Exercise
Reproduce word for word the portion of the investment commentary below that begins at "I suspect AI" and ends after "impact will be.".

The data in this table is compelling. In year 2000, around 6 technology companies made it into the ten most valuable companies in the world and all except one ultimately failed to deliver long-term value to shareholders. The only clear winner was Microsoft. Therefore, if you invested equally in the tech market darlings, your investment returns would have been very poor.  

Australian share market investors had a similar experience. Dot-com darlings on the ASX included companies like One.Tel, Davnet, Solution 6, eCorp, and REA Group. Except for REA Group, all these companies ultimately failed to deliver long-term value to shareholders, so the win-loss ratio was similar to the global experience.  

AI is probably the biggest tech advancement in my lifetime  

I hope the above sub-headline doesn’t come across as hyperbole. 

I suspect AI will be the most significant technological shift I experience in my lifetime. Don’t forget, when I started my career, everyday tools we now take for granted like the internet and email didn’t exist. I have seen a lot of change over the past two to three decades, but AI feels different in potential impact and how wide that impact will be. 

What I am confident about is that many of the long-term winners probably do not even exist yet. The most valuable businesses are likely to be those that are built on capabilities we cannot fully anticipate today, because the technology is evolving so quickly. Some estimates suggest large language models like Chat GPT are improving at a rate that roughly “doubles” in capability every 7 months, although the precise pace is hard to measure and will not be linear. 

AI is also likely to be broad-based rather than confined to a single sector. I think it will touch almost every industry and geography – healthcare, finance, logistics, manufacturing, and plenty more. Which means, to some extent, investors already get meaningful exposure to AI’s long-term impact simply by owning a broad index, because the beneficiaries (and the disrupted) will increasingly be represented across the market. 

But you don’t need to work it out  

The dot-com bubble is a useful reminder that most of today’s stock market darlings, such as the Magnificent Seven, are unlikely to deliver great outcomes for investors over the long run. There will be long term winners, and short-term losers.  

That conclusion also fits neatly with our evidence-based approach to investing: index investing. The basic logic is simple. It is not just hard to consistently pick the sectors and companies that will deliver the best returns over the next few months or years, it is even harder to know when to sell them after they have peaked, and then repeat the process with the next “sure thing”.  

The more realistic conclusion is to use a rules-based approach: spread your money across a broad basket of companies and let competitive markets sort the winners from the losers.

Data for analysis
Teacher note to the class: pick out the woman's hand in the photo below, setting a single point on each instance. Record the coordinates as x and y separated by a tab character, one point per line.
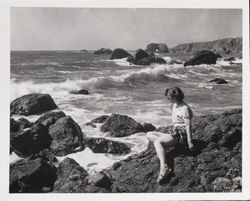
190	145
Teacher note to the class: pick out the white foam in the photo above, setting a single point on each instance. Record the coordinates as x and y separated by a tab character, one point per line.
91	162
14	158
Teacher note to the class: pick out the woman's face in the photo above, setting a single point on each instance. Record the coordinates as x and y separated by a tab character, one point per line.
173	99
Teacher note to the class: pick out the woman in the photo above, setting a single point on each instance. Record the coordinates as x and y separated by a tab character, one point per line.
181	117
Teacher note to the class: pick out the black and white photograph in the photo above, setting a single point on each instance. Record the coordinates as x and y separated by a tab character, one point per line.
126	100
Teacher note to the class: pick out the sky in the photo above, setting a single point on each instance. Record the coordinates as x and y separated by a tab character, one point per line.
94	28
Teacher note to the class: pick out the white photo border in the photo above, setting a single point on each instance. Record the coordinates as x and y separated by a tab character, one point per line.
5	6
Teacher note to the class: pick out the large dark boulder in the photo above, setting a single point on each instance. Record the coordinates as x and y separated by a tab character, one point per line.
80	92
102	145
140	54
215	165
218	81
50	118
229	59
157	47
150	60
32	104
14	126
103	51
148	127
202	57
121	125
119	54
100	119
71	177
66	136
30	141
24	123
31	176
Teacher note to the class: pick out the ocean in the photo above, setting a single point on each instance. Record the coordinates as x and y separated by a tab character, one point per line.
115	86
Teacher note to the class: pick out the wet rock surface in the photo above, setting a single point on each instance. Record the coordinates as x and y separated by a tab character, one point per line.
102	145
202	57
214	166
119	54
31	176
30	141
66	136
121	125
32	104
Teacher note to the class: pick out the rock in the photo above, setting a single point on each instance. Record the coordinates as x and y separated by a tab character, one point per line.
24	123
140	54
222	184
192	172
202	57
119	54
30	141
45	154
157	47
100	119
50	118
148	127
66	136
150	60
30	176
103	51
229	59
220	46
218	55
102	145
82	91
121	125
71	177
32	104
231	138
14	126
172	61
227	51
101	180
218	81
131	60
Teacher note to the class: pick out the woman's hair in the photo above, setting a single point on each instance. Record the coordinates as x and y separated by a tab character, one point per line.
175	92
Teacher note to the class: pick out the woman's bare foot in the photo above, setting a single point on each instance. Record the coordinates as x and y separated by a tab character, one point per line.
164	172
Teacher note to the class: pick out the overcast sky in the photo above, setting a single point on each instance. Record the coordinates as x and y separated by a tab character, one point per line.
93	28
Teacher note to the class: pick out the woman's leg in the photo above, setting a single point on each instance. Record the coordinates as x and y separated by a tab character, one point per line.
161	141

Result of the exercise
I suspect AI will be the most significant technological shift I experience in my lifetime. Don’t forget, when I started my career, everyday tools we now take for granted like the internet and email didn’t exist. I have seen a lot of change over the past two to three decades, but AI feels different in potential impact and how wide that impact will be.